» **DATA FOR THE TASK**
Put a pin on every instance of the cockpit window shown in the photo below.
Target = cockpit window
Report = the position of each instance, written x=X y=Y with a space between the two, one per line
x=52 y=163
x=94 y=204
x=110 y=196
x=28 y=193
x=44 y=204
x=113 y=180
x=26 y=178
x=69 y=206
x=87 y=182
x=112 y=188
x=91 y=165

» **THE TASK**
Copy the whole listing above line for line, changing nothing.

» **CORRECT ANSWER**
Put a pin on every instance of the cockpit window shown in the photo below.
Target = cockpit window
Report = the position of each instance, written x=X y=Y with a space between the two, one per line
x=52 y=163
x=94 y=204
x=110 y=196
x=28 y=193
x=44 y=204
x=113 y=180
x=26 y=178
x=69 y=206
x=87 y=182
x=112 y=188
x=91 y=165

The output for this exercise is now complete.